Source data:
━━━━━━━━━━━━━━━━━━━━━━━━━━━━━━

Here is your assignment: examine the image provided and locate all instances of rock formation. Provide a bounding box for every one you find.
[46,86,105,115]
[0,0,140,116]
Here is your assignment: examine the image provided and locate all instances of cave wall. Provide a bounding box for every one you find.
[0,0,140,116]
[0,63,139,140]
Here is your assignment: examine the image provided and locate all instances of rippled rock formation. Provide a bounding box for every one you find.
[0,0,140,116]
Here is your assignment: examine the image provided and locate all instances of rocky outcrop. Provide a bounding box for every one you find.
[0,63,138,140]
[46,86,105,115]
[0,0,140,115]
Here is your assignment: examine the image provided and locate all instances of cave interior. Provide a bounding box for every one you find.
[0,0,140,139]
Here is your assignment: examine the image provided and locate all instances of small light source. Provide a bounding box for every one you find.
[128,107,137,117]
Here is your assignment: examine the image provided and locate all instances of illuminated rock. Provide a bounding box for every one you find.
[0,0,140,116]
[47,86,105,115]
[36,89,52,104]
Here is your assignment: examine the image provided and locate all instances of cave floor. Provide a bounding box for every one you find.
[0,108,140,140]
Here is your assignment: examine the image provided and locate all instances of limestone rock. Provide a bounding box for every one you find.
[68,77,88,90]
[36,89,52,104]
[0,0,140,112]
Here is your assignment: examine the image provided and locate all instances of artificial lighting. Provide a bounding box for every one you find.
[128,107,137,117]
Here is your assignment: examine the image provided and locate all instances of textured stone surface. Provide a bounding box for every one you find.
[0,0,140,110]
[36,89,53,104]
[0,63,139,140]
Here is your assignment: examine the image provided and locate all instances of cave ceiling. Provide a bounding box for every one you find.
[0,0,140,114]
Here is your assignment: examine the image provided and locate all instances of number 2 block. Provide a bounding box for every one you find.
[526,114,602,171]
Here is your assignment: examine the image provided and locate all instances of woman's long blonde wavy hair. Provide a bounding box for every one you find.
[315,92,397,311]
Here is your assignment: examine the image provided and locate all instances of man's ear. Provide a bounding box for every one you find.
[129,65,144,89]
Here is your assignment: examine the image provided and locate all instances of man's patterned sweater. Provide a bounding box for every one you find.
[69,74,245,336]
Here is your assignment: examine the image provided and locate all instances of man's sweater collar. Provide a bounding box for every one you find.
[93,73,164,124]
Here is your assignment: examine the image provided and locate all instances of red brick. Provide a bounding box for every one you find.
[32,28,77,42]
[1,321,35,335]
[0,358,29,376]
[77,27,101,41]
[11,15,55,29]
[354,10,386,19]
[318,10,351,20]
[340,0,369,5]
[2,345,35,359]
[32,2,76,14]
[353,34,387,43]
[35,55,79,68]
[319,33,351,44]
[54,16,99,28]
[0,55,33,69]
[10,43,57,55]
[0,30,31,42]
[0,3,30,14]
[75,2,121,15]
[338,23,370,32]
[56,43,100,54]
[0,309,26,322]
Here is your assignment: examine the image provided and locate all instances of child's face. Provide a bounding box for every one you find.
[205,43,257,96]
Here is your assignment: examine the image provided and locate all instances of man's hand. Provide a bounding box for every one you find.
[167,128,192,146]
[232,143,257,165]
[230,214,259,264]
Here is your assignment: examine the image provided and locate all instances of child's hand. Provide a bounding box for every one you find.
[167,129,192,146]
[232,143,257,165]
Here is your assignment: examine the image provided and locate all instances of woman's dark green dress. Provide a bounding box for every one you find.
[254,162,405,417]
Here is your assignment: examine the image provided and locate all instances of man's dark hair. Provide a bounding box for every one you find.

━━━━━━━━━━━━━━━━━━━━━━━━━━━━━━

YOUR TASK:
The data above must be returned in full, exactly as written.

ANSWER TO THE EXERCISE:
Here is your assignment: examine the image provided and locate all instances of rock formation. Provide a bounding box for every one you find.
[46,86,105,115]
[0,0,140,116]
Here is your assignment: examine the image provided and locate all instances of cave wall. Provide a bounding box for every one you find.
[0,0,140,116]
[0,63,139,140]
Here is your assignment: examine the image provided and locate all instances of rippled rock formation. Provide a bounding box for every one you find.
[0,0,140,116]
Here is your assignment: examine the image provided and locate all instances of rocky outcrop. Provide a bounding box for every one you find.
[0,63,138,140]
[46,86,105,115]
[0,0,140,115]
Here is your assignment: examine the image provided and locate all instances of cave interior. Provide a bounding box for every one you find.
[0,0,140,139]
Here is your assignment: examine the image provided and locate all instances of small light source. Provide a bounding box for every one you find.
[128,107,137,117]
Here is your assignment: examine the image provided and locate all instances of illuminated rock. Provide a bounding box for every one you find.
[0,0,140,116]
[47,86,105,115]
[36,89,52,104]
Here is your assignment: examine the image provided and locate all instances of cave floor. Provide a bounding box for every one you find.
[0,108,140,140]
Here is your assignment: examine the image provided and locate all instances of limestone rock. Provide a bounding box for every one you find.
[68,77,88,90]
[36,89,52,104]
[0,0,140,112]
Here is your assignment: examine the image provided and locate all instances of artificial lighting. Provide a bounding box for every one you find.
[128,107,137,117]
Here is your assignment: examine the image provided and locate all instances of textured stone surface. Provide a bounding box for every one you find.
[0,0,140,110]
[36,89,53,104]
[0,63,139,140]
Here is your assignment: examine the image provided and locate all instances of cave ceiling. Provide a bounding box for every one you find.
[0,0,140,114]
Here is your assignment: examine the image provided and locate all instances of number 2 block. Provide a bounding box for every one you find.
[526,114,602,171]
Here is your assignment: examine the image provided and locate all instances of woman's long blonde wavy hair. Provide a bounding box for every one you find.
[315,92,397,311]
Here is your assignment: examine the image provided and locate all instances of man's ear. Provide a bounding box for every one you find.
[129,65,144,89]
Here is your assignment: examine the image provided and locate all instances of man's patterned sweater. Provide a bounding box for every one you find.
[69,74,245,336]
Here is your assignment: examine the image provided and locate all instances of man's sweater collar. Provide a bounding box for every one you find.
[93,73,164,124]
Here is your assignment: examine the image provided and locate all instances of red brick. Provide a bounding box for every one you find.
[32,28,77,42]
[1,321,35,335]
[0,358,29,376]
[77,27,101,41]
[11,15,55,29]
[354,10,386,19]
[318,10,351,20]
[340,0,369,5]
[2,345,35,359]
[32,2,76,14]
[353,34,387,43]
[35,55,79,68]
[319,33,351,44]
[54,16,99,28]
[0,55,33,69]
[10,43,57,55]
[0,30,31,42]
[0,3,30,14]
[75,2,121,15]
[338,23,370,32]
[56,43,100,54]
[0,309,26,322]
Here is your assignment: examine the image provided and locate all instances of child's face. Provide a bounding box for every one you find.
[205,43,257,96]
Here is your assignment: examine the image provided and locate all instances of man's hand. Provide a bounding box for every one you find.
[167,128,192,146]
[232,143,257,165]
[230,214,259,264]
Here is your assignment: examine the image provided and locate all instances of child's hand. Provide a bounding box for every one you find.
[167,129,192,146]
[232,143,257,165]
Here is your assignment: examine the image provided and locate all instances of woman's dark green dress. Provide a bounding box for every one you find.
[254,162,405,417]
Here is your assignment: examine the image provided and locate all instances of man's dark hair. Provide a bounding box for every one you find.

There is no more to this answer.